ABOUT THIS TASK: The required result is the exact run of lines beginning at the one containing "List the coordinates" and ending at the last line of the entries.

[Start of Attachment]

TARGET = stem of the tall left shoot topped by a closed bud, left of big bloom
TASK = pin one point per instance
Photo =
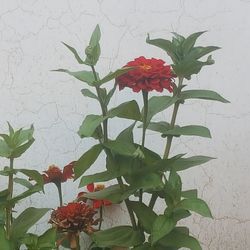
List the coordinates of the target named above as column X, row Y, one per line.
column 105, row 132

[End of Attachment]

ANSWER FOR THE TASK:
List the coordinates of the target named above as column X, row Y, one per line.
column 105, row 132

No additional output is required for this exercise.